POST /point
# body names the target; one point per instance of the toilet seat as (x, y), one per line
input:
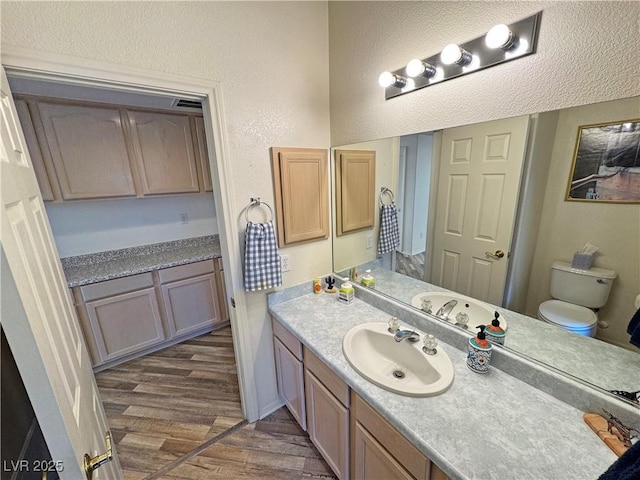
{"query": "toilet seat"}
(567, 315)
^^^^^^^^^^^^^^^^
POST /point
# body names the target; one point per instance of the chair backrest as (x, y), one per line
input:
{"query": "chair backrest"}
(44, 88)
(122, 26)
^^^^^^^^^^^^^^^^
#### What you are asked to do:
State only how many lines in the material include "point".

#### Response area:
4